*Document segment*.
──────────

Data Governance & LineageFine-grained Access Control & PoliciesHard⏱️ ~3 min

FGAC Failure Modes and Edge Cases

Policy Gaps Across Systems: The most common and dangerous failure mode is enforcing row level security in the warehouse but forgetting other data access paths. Imagine you enforce strict FGAC in your data warehouse: customer support agents only see tickets from their assigned region. But then you build a vector search index in OpenSearch from those same tickets to power semantic search. If you load embeddings without preserving row level policies, agents can search the index and see tickets they are explicitly denied in the warehouse. This bypass is subtle because the vector store and warehouse appear logically separate, but they expose the same underlying data.
❗ Remember: AWS explicitly warns about this when discussing generative AI and stresses applying FGAC at the vector store level, not just the source warehouse.
Similarly, if users can read underlying object storage like S3 or Google Cloud Storage (GCS) directly through misconfigured Identity and Access Management (IAM) policies, they bypass compute layer controls entirely. Virtual Private Cloud (VPC) service perimeters and bucket level policies close these holes, but misconfiguration is common. Backups and offline exports create additional bypass risks. Predicate Explosion and Performance Collapse: In predicate based row level security, a user belonging to many groups can generate extremely long predicates. Imagine a user in 200 security groups where each group grants access to certain customers. The naive implementation generates WHERE customer_id IN (1,2,3...10000) with thousands of terms. This prevents index usage and forces full table scans. At scale, this can push cluster Central Processing Unit (CPU) utilization to 100 percent and violate latency Service Level Objectives (SLOs) for all tenants. Some systems cap the maximum number of terms or require pre computing a permission table to avoid this failure mode.

──────────

*Work to be completed*. Extend the text on fine-grained access control failure modes, picking up after its last sentence.

[Stored data entries]
──────────

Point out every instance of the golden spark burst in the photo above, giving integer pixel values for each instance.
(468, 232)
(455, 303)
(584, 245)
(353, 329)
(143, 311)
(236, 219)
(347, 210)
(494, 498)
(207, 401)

──────────

*The reply*.
Performance Degradation
NORMAL
5 sec
PREDICATE EXPLOSION
80 sec
Stale Policy Cache Race Conditions: Caching policy decisions for performance creates a window where revoked access still works. With a 5 minute cache Time To Live (TTL), a fired employee retains access for up to 5 minutes after termination. At 10,000 rows per second export rate, that is 3 million rows potentially exfiltrated. The mitigation is immediate cache invalidation on critical events like termination. But this requires tight integration between human resources systems, identity providers, and policy engines. Failures in this chain create security gaps. Multi Tenant Filter Bugs: In Software as a Service (SaaS) scenarios, a single bug in tenant filters can leak data across customers. This is catastrophic. The worst case is a missing AND tenant_id = current_tenant predicate on a 100 billion row fact table, exposing millions of customer records. The defense is exhaustive testing. Unit tests validate predicates for synthetic tenants. Integration tests verify isolation under concurrent load. Contract tests ensure that schema changes do not accidentally drop filter columns. Despite all this, production bugs still occur, which is why audit logging and anomaly detection are critical backstops. Ambiguous or Conflicting Policies: Combining multiple policy sources creates unexpected interactions. Global policies, team policies, and ad hoc exceptions can conflict. The standard principle is deny overrides allow, but misordered or overlapping rules can either leak data or break legitimate use cases. Strong tooling for policy simulation becomes essential. Before deploying a new policy, you run it against historical query logs to see what would have changed. An explain why this query was denied feature helps debug false denials.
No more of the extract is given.